### Task
Render every entry exactly as it appears.
(Extracted records)
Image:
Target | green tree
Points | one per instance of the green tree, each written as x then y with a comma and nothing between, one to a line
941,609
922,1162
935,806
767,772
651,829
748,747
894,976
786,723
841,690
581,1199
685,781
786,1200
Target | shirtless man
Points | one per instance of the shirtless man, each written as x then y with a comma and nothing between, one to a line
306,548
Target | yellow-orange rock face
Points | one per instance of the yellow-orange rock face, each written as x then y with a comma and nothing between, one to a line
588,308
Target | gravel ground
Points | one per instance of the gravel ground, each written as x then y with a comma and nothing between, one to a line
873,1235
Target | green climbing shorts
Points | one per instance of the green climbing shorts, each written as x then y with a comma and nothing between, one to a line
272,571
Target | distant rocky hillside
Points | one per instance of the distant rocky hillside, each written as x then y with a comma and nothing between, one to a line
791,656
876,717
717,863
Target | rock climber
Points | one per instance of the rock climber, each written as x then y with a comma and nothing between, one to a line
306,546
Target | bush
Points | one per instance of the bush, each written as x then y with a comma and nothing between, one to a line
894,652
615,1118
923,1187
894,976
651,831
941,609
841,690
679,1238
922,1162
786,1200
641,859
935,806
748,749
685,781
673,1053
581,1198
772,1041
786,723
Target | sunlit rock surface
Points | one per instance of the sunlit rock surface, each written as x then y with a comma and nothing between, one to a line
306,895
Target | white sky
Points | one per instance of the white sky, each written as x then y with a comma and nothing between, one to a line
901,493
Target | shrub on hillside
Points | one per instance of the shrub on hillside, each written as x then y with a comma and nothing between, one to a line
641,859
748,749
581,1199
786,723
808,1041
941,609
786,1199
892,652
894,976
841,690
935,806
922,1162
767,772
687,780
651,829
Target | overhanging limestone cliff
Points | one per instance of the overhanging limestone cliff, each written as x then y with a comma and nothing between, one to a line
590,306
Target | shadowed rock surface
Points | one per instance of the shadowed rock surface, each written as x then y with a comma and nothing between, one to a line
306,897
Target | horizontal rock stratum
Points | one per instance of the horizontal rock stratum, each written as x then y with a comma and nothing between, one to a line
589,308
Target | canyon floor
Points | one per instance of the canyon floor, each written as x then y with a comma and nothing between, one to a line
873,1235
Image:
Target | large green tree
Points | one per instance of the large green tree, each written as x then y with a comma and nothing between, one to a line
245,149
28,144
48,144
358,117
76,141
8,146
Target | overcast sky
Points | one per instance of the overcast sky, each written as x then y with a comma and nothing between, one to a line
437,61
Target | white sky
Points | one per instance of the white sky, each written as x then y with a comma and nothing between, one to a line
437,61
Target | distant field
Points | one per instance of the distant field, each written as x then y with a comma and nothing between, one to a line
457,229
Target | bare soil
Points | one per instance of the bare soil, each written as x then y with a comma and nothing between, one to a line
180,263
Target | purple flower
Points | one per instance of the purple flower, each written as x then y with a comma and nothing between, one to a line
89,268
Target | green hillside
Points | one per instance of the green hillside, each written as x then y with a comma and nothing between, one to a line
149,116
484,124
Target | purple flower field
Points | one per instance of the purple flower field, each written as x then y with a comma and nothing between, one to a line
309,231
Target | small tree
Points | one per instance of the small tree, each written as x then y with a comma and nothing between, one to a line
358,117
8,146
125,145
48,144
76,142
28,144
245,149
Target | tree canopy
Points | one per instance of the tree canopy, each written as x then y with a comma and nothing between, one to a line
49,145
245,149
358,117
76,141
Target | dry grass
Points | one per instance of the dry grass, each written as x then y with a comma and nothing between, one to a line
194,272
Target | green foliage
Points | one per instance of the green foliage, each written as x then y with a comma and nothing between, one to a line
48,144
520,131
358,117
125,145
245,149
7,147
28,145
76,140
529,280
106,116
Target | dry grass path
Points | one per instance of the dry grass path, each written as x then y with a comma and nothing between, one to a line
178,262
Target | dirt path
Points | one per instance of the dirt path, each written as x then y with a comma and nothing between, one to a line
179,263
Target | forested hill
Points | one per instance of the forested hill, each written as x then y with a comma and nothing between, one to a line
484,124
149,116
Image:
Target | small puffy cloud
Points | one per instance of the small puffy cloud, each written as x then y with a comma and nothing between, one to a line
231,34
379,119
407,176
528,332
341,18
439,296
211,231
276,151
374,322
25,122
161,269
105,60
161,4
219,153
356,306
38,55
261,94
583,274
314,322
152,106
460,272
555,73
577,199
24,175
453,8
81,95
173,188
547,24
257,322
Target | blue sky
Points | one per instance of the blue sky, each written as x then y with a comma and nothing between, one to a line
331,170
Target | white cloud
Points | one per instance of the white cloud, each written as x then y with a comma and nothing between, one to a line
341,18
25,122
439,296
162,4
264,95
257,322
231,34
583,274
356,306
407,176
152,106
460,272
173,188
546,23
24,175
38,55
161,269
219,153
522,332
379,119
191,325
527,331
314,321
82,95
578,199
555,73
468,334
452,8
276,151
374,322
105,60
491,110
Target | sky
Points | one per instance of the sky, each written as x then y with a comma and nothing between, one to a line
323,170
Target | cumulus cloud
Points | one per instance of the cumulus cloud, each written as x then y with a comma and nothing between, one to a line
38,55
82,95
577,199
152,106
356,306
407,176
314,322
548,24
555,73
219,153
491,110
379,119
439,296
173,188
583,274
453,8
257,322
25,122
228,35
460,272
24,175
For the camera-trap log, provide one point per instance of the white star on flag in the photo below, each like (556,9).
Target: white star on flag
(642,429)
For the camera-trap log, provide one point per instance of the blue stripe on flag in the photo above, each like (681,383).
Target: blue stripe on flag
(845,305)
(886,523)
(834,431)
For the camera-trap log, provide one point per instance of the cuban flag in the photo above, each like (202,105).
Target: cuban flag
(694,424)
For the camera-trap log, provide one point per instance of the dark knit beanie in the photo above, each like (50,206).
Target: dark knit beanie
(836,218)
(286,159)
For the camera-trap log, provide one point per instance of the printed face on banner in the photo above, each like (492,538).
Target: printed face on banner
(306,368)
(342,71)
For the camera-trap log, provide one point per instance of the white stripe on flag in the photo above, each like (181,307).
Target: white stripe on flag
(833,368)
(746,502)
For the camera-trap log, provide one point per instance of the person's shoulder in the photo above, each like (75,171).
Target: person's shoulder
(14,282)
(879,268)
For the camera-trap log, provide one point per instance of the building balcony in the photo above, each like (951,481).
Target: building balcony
(End Extracted records)
### Result for this exercise
Image:
Target | green tree
Points | one per instance of the green tree, each written as x then y with a comma and nothing between, one to a line
941,609
922,1162
935,806
767,772
651,829
748,747
894,976
786,723
841,690
581,1199
685,781
786,1200
Target | shirtless man
Points | one per instance of the shirtless man, each written as x then y with a comma and nothing between, one to a line
306,548
Target | yellow-orange rock face
Points | one per instance of the yellow-orange rock face, each written as x then y with a comma and nothing between, one to a line
588,308
Target | gravel ground
Points | one per instance of the gravel ground, each written as x then y with a comma and nothing between, one to a line
873,1235
Target | green climbing shorts
Points | one per instance of the green climbing shorts, each written as x then y with a comma and nothing between, one to a line
272,571
Target | distant rocky hillside
Points | one per instance of the distant rocky hillside, each written as x then y with a comma and nothing between, one to a line
791,656
876,717
717,863
Target | rock climber
Points | one per instance of the rock climber, each written as x then y with a comma and nothing between, one to a line
306,546
Target | bush
Points | one per instance of the bush, each written as x then y with a comma and nothing between, one to a line
894,652
615,1118
923,1187
894,976
651,831
941,609
841,690
679,1238
922,1162
786,1200
641,859
935,806
748,749
685,781
673,1053
581,1198
772,1041
786,723
Target | sunlit rock surface
Points | one per instance of the sunlit rock surface, each written as x then y with a comma and nothing between, one to a line
306,895
Target | white sky
Points | one per instance of the white sky, each written as x then y with a comma and nothing between, one to a line
901,493
Target | shrub on hillside
Points | one per instance of the shrub on hillside, each written as x then y with a comma and nothing between, one to a line
641,859
748,749
581,1199
786,723
808,1041
941,609
786,1199
892,652
894,976
841,690
935,806
922,1162
767,772
687,780
651,829
Target | overhanging limestone cliff
Points | one per instance of the overhanging limestone cliff, each written as x then y with a comma and nothing between, one to a line
590,306
Target | shadowed rock surface
Points | one per instance of the shadowed rock surface, each written as x then y with a comma and nothing between, one to a line
306,897
Target | horizontal rock stratum
Points | one per instance of the horizontal rock stratum, each written as x then y with a comma and nothing between, one to a line
589,308
Target | canyon floor
Points | one per instance of the canyon floor, each written as x then y with a comma and nothing between, one to a line
873,1235
Image:
Target | large green tree
Points | one per instance of the large green tree, each written as x then y with a comma and nothing between, one to a line
245,149
28,144
48,144
358,117
76,141
8,146
Target | overcast sky
Points | one per instance of the overcast sky, each written as x then y with a comma and nothing between, one to a line
437,61
Target | white sky
Points | one per instance of the white sky, each written as x then y with a comma and nothing between, one to a line
437,61
Target | distant field
Points | one per instance of the distant field, each written as x then y with a comma and nothing between, one to a line
457,229
Target | bare soil
Points | one per instance of the bare soil, each written as x then y with a comma and nothing between, one to a line
180,263
Target | purple flower
Points | one per instance of the purple flower, each written as x then y with a comma and nothing between, one to a line
89,268
Target | green hillside
Points | one per instance of the green hillside, each written as x then y with a comma and nothing between, one to a line
149,116
484,124
Target | purple flower field
Points | one per instance of the purple flower field, each written as x then y with a comma and nothing between, one to a line
309,231
Target | small tree
Points | one per instance of the small tree, each written as x then y with a comma and nothing between, one to a line
358,117
8,146
125,145
48,144
76,142
28,144
245,149
Target | tree canopy
Points | one per instance of the tree canopy, each written as x then y with a comma and nothing between, one to a line
49,145
245,149
358,117
76,141
Target | dry grass
Points | one per instance of the dry grass, each written as x then y with a comma and nothing between, one to a line
194,272
Target | green foliage
Points | one per instance of the green foliage, each written as x then y with a comma and nothing between, one to a line
48,144
520,131
358,117
125,145
245,149
7,147
28,145
76,140
529,280
106,116
Target | dry grass path
Points | one per instance of the dry grass path, each written as x then y with a comma and nothing between, one to a line
178,262
Target | dirt path
Points | one per instance of the dirt path, each written as x then y with a comma and nothing between, one to a line
179,263
Target | forested hill
Points | one per instance of the forested hill, each written as x then y with a comma and nothing between, one to a line
484,124
149,116
Image:
Target | small puffy cloud
Points | one per instance of the small puffy cloud, each written as x then y with a comma and nothing between, one to a line
231,34
379,119
407,176
528,332
341,18
439,296
211,231
276,151
374,322
25,122
161,269
105,60
161,4
219,153
356,306
38,55
261,94
583,274
314,322
152,106
460,272
555,73
577,199
24,175
453,8
81,95
173,188
547,24
257,322
Target | blue sky
Points | one per instance of the blue sky, each written as x then y with a comma and nothing between, one to a line
331,170
Target | white cloud
Points | one per instance of the white cloud, each written as x then y with a comma and nothing between, one to a line
341,18
25,122
439,296
162,4
264,95
257,322
231,34
583,274
356,306
407,176
152,106
460,272
173,188
546,23
24,175
38,55
161,269
219,153
522,332
379,119
191,325
527,331
314,321
82,95
578,199
555,73
468,334
452,8
276,151
374,322
105,60
491,110
Target | sky
Points | one per instance of the sky, each written as x then y with a comma and nothing between, one to a line
323,170
Target | cumulus cloud
Points | one per instance of the cumulus cloud, each written as x then y with a comma and nothing between, one to a line
38,55
82,95
577,199
152,106
356,306
407,176
314,322
548,24
555,73
219,153
491,110
379,119
439,296
173,188
583,274
453,8
257,322
25,122
228,35
460,272
24,175
For the camera-trap log, provide one point per instance of the white star on flag in the photo below, each like (556,9).
Target: white star on flag
(642,429)
For the camera-trap log, provide one point per instance of the blue stripe on flag in the photo above, each like (681,383).
Target: blue stripe on flag
(845,305)
(886,523)
(834,431)
For the camera-trap log, provide one point per instance of the cuban flag in the photo above, each like (202,105).
Target: cuban flag
(694,424)
For the camera-trap log, provide one point per instance of the dark knit beanie in the photo above, each like (50,206).
Target: dark knit beanie
(836,218)
(286,159)
For the camera-trap log, provide one point per instance of the printed face on banner in the photo above, each like (492,538).
Target: printed face on banner
(306,368)
(342,71)
For the camera-trap log, provide one point per instance of the white stripe on flag in the photo above, each like (181,307).
Target: white stripe on flag
(833,368)
(746,502)
For the camera-trap log, provide one point per instance of the person's shoulder in the photo above, each like (75,171).
Target: person's shoulder
(14,282)
(879,268)
For the camera-trap log, provide one point per instance of the building balcony in the photo above, each like (951,481).
Target: building balcony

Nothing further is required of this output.